What you have to do: Which lines in the listing below contain "snow"? Copy each of them.

(Data provided)

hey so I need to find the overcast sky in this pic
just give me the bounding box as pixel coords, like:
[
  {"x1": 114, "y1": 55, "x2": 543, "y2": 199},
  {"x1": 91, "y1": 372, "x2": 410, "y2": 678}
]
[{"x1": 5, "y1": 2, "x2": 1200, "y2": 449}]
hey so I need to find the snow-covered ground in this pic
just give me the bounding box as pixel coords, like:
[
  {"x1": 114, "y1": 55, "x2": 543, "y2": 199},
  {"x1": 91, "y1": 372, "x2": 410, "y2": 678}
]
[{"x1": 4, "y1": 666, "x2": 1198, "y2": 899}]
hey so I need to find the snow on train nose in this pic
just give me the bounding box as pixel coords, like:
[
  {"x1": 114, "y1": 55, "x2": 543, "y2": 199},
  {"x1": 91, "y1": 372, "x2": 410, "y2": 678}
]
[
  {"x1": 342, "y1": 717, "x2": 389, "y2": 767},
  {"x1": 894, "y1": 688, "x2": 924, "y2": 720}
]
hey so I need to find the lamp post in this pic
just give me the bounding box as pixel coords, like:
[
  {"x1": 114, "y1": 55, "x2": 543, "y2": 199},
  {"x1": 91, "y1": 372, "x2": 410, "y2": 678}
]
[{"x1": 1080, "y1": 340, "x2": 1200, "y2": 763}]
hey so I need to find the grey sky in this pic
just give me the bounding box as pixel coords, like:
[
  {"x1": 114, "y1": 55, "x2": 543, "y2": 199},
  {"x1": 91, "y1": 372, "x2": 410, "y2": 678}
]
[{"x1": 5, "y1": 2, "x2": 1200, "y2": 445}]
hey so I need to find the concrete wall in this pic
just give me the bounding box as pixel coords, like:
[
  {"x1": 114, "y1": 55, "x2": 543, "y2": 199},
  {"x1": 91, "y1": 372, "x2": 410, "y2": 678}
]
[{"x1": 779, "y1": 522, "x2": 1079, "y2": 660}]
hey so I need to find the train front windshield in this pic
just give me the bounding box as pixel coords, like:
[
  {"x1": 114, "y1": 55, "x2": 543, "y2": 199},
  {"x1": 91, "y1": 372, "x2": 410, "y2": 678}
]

(End Data provided)

Reply:
hey so I need to find the snow-covered ground in this pic
hey so I need to find the snow on train nose in this pic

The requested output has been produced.